(Document passage begins)

Castro with '634' lives

Then US President John F. Kennedy was about to launch the Bay of Pigs invasion of Cuba, but in the spring of 1961, the Central Intelligence Agency (CIA) was silently also working on a parallel, unconventional plan to assassinate that country's leader, Fidel Castro.

CHARU SUDAN KASTURI Published 27.11.16, 12:00 AM

New Delhi, Nov. 26: Then US President John F. Kennedy was about to launch the Bay of Pigs invasion of Cuba, but in the spring of 1961, the Central Intelligence Agency (CIA) was silently also working on a parallel, unconventional plan to assassinate that country's leader, Fidel Castro.

The CIA had, starting during the previous administration of Dwight Eisenhower, convinced Chicago-based Cuban-origin mobster Sam Giancana to hire local mafia men in Havana.

The agency had also developed poison botulism pills and smuggled them into Cuba. The CIA had hatched two plans. One "asset" had access to Castro's beverages. The second among the local Cubans hired by Giancana worked in a restaurant frequented by Castro. The plan was to mix the pills with the Cuban leader's drink or food in March or April 1961.

But what followed became a metaphor for the manner in which Castro, who led the 1959 revolution in his country against US-backed dictator Fulgencio Batista, would outmanoeuvre, thwart and battle the US for five decades at the head of Cuba.

The first "asset" backed out, forcing the CIA to turn to the second option. And that failed too.

"Fidel Castro ceased visiting that particular restaurant at approximately the same time the pills purportedly arrived," a US Senate Investigation Committee set up in 1975 to probe all CIA attempts at assassinating foreign leaders said, in its report that has now been declassified. "After the second attempt failed, the case officer said the pills were returned to the CIA."

The twin attempts at using pills to kill Castro were among at least a dozen that different CIA officials, US Congress investigations or American diplomats have admitted were conceived.

Fabian Escalante, the former head of Cuban intelligence who protected Castro for decades, has famously claimed his leader was the target of 634 American assassination plots. Escalante has even offered a breakup of the assassination attempts: 38 under Eisenhower, 42 under Kennedy, 72 under Lyndon Johnson, 184 under Richard Nixon, 64 under Jimmy Carter, 197 under Ronald Reagan, 16 under George H.W. Bush and 21 under Bill Clinton.

(Document passage ends)

What you have to do: According to the article on plots against Castro, how many assassination attempts did Fabian Escalante attribute to the time of Ronald Reagan?

(Data supplied begins)

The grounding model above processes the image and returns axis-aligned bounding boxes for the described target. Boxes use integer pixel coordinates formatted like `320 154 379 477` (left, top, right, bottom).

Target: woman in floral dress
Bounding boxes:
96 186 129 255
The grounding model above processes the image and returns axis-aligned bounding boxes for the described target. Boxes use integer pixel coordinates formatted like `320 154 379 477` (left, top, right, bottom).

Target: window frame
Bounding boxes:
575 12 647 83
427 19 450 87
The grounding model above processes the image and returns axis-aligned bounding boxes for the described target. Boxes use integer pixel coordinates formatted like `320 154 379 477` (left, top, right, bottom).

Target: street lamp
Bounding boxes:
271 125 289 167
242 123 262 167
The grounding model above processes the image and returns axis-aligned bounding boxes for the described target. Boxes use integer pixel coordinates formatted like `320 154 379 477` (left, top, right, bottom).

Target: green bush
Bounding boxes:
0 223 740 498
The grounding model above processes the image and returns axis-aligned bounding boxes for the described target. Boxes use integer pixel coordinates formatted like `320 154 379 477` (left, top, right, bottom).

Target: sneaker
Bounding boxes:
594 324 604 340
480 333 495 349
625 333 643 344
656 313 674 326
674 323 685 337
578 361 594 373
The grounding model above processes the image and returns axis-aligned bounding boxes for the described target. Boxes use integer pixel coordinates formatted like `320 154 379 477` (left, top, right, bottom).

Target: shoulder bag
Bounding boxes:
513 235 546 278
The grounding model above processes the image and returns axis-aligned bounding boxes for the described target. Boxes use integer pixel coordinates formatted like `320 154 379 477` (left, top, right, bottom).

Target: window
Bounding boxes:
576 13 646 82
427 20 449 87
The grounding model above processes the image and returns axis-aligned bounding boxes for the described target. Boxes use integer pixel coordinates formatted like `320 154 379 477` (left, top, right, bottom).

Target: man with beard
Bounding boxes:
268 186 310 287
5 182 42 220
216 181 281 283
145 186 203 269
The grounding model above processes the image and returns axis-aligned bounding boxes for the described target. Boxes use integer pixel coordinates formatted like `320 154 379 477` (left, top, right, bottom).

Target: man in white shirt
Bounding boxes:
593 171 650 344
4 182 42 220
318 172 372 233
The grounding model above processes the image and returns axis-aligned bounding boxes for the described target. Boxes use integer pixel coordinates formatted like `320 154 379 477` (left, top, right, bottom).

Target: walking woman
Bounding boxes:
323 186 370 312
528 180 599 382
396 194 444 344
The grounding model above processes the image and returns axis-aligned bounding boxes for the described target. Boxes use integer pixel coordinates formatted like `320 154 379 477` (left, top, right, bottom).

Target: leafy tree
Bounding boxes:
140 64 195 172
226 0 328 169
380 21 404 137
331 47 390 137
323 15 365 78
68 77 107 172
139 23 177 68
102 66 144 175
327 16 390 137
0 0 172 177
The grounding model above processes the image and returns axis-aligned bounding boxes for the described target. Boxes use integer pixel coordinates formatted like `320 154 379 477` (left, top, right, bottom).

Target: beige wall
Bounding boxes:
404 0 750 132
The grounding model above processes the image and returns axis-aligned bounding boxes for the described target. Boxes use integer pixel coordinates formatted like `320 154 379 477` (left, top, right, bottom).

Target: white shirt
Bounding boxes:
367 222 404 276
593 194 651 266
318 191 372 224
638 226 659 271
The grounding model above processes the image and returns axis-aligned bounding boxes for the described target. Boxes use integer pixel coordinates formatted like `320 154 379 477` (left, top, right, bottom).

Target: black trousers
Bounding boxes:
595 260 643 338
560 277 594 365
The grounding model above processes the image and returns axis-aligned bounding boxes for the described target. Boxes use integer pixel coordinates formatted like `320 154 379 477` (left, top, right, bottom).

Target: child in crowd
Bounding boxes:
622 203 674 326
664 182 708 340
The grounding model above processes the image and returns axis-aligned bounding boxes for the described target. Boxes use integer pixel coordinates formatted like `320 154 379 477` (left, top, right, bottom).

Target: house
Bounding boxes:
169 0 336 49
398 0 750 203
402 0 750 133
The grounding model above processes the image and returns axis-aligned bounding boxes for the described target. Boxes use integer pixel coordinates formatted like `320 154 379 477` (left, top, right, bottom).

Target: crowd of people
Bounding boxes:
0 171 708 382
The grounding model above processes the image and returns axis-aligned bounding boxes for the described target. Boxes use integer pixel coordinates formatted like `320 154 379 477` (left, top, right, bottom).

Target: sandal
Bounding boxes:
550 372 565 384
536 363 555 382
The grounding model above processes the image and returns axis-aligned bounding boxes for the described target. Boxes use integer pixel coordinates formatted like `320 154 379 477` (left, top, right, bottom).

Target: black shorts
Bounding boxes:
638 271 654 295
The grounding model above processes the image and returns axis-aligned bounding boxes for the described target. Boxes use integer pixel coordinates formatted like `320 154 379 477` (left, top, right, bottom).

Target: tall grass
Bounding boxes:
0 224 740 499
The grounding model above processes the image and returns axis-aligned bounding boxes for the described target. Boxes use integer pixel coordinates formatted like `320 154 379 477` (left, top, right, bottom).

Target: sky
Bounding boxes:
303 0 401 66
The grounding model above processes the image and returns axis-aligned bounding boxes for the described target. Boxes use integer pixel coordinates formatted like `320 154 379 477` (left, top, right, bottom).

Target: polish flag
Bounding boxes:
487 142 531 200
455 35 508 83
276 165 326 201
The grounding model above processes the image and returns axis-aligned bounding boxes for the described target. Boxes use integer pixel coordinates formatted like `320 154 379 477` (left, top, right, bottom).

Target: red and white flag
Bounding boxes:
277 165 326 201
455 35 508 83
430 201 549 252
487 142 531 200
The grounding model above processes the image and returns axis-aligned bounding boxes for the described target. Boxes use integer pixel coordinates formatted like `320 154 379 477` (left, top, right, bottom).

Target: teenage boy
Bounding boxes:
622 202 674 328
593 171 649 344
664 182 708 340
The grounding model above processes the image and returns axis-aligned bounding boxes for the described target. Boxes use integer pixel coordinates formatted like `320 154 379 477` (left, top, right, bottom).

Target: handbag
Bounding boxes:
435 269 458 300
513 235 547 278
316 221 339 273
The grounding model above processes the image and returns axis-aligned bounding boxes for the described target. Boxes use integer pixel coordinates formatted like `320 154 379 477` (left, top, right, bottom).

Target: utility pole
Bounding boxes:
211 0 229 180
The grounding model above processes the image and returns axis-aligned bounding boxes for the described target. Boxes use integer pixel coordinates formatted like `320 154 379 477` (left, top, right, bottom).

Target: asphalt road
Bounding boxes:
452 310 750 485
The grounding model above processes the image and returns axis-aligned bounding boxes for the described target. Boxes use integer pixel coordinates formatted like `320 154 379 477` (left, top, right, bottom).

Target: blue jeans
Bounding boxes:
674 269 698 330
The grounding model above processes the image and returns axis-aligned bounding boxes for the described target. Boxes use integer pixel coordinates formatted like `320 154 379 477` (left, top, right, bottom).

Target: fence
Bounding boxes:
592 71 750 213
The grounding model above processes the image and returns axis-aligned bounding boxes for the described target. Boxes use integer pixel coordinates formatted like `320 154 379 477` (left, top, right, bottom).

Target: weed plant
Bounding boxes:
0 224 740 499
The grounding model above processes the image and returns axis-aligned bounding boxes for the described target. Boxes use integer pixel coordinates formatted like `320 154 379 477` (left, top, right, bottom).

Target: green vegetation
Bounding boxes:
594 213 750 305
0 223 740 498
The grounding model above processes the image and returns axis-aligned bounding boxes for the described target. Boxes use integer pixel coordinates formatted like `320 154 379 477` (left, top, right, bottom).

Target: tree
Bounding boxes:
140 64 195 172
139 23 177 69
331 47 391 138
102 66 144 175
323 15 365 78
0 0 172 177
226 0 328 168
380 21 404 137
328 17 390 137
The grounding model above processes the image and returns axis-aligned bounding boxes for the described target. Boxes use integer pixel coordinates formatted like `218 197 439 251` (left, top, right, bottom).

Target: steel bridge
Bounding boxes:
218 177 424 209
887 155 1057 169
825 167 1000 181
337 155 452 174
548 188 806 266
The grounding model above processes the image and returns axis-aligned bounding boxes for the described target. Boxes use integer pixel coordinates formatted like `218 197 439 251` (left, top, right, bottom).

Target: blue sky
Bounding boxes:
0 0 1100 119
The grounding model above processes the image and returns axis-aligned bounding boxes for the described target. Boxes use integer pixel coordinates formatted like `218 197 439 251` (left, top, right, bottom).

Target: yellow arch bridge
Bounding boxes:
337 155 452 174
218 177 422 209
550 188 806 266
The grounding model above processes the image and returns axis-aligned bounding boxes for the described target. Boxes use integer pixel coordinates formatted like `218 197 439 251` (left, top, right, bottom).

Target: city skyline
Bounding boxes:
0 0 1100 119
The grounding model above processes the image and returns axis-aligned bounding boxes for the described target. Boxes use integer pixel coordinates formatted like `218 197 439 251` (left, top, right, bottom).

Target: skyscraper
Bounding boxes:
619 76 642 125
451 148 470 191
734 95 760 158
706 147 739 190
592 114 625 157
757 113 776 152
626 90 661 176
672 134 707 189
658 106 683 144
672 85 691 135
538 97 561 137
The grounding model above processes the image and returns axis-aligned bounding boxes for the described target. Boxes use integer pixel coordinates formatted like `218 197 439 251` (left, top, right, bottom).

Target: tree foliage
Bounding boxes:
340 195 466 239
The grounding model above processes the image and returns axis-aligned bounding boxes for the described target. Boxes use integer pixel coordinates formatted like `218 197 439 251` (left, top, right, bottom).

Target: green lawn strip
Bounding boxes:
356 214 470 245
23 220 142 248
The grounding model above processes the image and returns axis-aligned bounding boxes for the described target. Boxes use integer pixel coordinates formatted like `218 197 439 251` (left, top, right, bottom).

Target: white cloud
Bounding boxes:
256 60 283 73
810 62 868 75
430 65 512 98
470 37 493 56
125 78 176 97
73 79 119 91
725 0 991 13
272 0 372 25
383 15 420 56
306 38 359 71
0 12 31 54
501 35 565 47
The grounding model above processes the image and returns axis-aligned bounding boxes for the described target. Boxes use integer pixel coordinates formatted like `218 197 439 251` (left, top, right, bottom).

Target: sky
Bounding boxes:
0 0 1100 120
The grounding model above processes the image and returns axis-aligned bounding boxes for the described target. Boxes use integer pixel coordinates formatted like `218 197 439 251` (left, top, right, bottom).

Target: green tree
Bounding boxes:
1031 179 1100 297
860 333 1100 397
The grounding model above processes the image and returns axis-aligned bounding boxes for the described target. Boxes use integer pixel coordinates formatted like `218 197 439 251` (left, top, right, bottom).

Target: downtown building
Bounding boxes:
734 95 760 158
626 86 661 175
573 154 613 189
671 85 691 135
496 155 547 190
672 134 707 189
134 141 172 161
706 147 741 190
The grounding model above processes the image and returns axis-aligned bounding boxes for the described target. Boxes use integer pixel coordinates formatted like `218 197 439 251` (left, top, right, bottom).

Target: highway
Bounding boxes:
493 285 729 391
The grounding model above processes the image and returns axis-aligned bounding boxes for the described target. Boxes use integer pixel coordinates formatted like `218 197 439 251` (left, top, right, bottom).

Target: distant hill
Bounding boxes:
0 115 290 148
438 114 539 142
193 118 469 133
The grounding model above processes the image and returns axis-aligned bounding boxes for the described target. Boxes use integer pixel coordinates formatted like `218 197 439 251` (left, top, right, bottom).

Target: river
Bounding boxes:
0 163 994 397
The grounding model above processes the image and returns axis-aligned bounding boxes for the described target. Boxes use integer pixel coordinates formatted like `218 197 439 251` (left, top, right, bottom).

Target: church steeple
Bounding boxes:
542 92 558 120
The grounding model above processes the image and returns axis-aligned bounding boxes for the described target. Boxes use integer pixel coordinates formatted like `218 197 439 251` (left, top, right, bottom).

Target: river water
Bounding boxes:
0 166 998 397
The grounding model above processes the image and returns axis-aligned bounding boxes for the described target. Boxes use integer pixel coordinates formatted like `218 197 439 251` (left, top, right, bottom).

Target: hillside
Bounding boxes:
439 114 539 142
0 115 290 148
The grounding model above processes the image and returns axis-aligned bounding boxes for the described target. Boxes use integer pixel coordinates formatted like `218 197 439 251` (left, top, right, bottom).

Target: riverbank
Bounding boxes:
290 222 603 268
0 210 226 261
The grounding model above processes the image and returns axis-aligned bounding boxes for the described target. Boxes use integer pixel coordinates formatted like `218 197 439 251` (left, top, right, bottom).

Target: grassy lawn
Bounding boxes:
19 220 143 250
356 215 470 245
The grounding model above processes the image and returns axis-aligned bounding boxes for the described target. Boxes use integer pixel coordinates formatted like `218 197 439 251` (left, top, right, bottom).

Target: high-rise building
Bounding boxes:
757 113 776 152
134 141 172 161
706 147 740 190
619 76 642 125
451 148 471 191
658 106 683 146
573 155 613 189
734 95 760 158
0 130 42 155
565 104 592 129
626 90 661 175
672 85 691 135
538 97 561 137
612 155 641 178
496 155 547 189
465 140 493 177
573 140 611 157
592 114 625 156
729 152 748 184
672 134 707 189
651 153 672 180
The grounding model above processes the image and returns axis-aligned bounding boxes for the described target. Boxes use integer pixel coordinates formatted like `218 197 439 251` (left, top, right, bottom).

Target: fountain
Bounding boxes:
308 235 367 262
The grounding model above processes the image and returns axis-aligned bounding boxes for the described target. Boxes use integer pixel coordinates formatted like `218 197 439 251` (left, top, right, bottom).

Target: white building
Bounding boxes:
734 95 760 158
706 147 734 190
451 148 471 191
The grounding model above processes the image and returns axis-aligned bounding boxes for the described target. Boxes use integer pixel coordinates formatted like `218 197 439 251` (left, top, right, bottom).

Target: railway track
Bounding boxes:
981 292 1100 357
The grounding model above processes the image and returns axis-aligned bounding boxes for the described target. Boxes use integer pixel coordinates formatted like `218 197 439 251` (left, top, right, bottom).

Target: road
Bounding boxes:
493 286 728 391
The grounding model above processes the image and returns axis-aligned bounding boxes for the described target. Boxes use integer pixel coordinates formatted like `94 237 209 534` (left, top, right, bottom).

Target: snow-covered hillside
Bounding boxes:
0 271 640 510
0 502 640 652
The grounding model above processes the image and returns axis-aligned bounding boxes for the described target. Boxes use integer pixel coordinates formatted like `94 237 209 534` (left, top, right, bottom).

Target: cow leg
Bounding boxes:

(Data supplied ends)

Response to the task: 197